◆ The request
Format every line of the records below as a numbered list, skipping blank lines and leaving out the pictures.
━━━━━━━━━━━━━━━━
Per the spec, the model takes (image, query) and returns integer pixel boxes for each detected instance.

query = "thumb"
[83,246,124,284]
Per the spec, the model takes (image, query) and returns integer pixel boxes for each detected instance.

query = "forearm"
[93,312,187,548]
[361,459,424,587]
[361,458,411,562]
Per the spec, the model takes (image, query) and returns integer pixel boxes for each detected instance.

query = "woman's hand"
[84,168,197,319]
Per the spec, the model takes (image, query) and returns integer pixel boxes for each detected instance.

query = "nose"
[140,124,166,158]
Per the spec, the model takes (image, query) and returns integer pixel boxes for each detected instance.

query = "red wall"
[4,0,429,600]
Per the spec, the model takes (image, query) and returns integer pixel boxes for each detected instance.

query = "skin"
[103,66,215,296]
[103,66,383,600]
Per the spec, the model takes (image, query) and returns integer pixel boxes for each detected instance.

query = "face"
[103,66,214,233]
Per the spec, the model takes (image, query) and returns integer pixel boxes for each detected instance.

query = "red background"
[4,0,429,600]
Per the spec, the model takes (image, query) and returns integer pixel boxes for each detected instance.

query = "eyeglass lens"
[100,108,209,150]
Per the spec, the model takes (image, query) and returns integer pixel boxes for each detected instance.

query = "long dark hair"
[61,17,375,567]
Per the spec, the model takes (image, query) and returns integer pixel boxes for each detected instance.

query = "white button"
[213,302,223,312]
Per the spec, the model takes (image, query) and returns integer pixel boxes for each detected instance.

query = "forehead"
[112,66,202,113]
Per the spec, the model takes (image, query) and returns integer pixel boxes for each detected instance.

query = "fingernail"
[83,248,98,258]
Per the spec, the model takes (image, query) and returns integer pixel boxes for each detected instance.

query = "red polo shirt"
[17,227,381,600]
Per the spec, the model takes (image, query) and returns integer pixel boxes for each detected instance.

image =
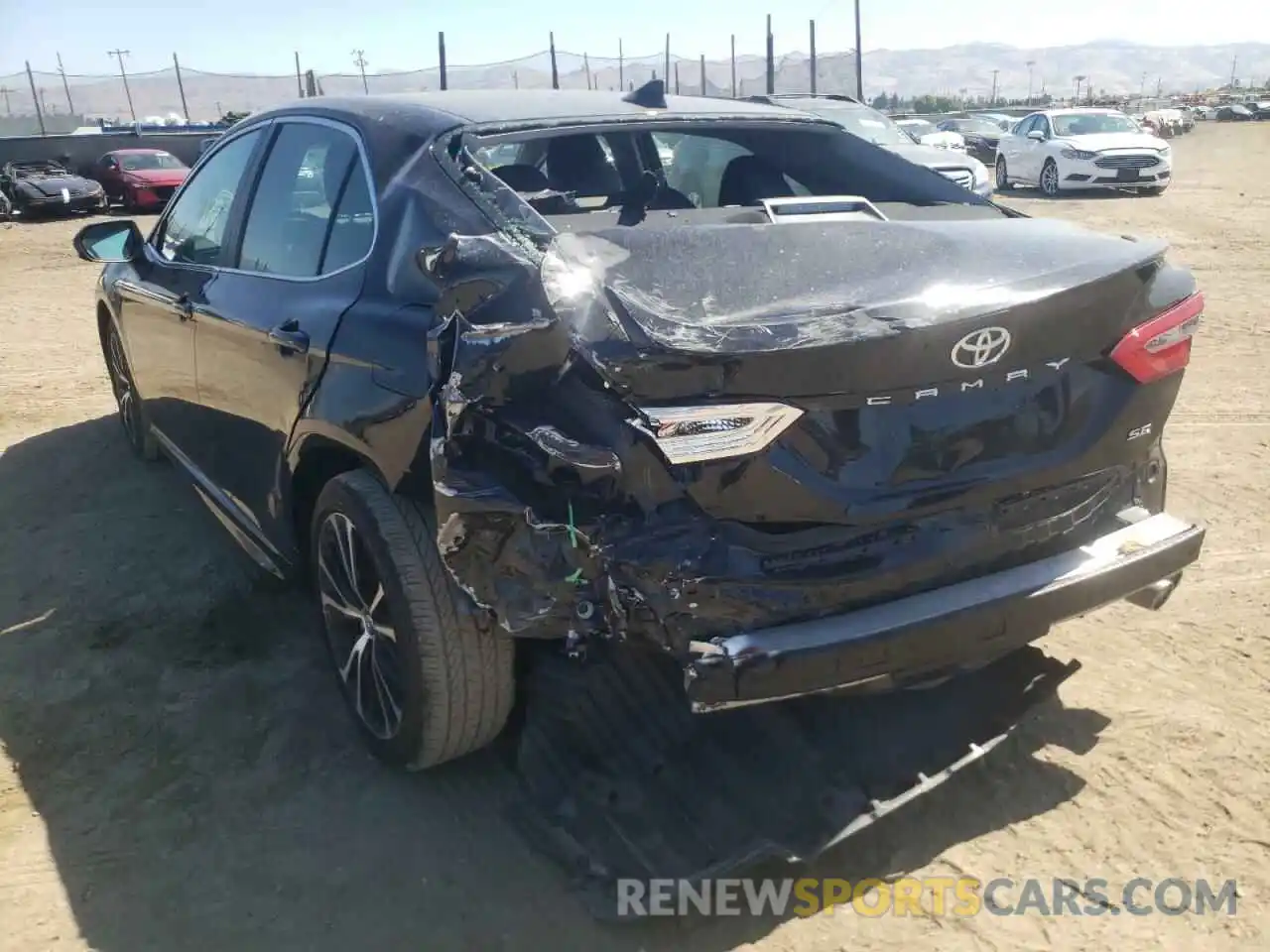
━━━━━━━━━━━━━━━━
◆ Finished answer
1. Per the spec, the model takes (image, query) and returns integer pixel boxes for each detected instance.
2. query = "thumb"
3. [83,246,124,284]
4. Per the spec, the model takes (image, query) and returns integer pixel boxes for each detected instance.
5. query = "forearm"
6. [93,312,187,548]
7. [361,459,424,587]
8. [361,458,411,562]
9. Per the spec, the model takes (image, query) and returns integer pixel boxes for each detected instance.
10. query = "woman's hand"
11. [84,168,197,319]
12. Per the spec, the model takes (image, query) and returns integer pixel boxes for each detected instance.
13. query = "nose"
14. [140,124,166,158]
15. Per the spec, the model takes (image, query) and returns integer pixel boxes for each detected instance.
16. query = "red wall"
17. [4,0,429,600]
18. Per the spec, the model takes (image, query) and returns integer pixel boxes for each detected instance.
19. query = "skin"
20. [103,66,215,296]
21. [103,66,383,600]
22. Per the spec, the model takes (image, query) and returns integer pixel boxes for each detected instance.
23. query = "face"
24. [103,66,214,233]
25. Per the spec, the model takes (image, query) and returns integer pixel boxes for each detected instance.
26. query = "red background"
27. [4,0,429,600]
28. Per the spec, the model takes (image, query) and returns integer pixel boxes for each detected instance.
29. query = "eyeglass lens"
30. [100,108,209,150]
31. Per the spec, the model takes (image, query) and returns integer pixel boxes for each detected instance.
32. query = "long dark hair"
33. [61,17,375,567]
34. Per the spec, the model takes (image, query) and returns integer pixel boxes for each detected instance.
35. query = "white button"
36. [213,302,223,312]
37. Per the spec, the model takes (image, query) and returns integer pixel boxes for each detected instance.
38. query = "forehead"
39. [112,66,202,113]
40. Per the spec, the model takes (image, query) and returns integer pixel boxes for each detected instance.
41. query = "fingernail"
42. [83,248,98,258]
43. Per the spec, the model takes (image, query) and returns integer pixel boxes for each detected instance.
44. query = "red polo shirt"
45. [17,227,381,600]
46. Per the spec, the model takes (image, query) and returns integer pixel boxes for each detected instance.
47. image =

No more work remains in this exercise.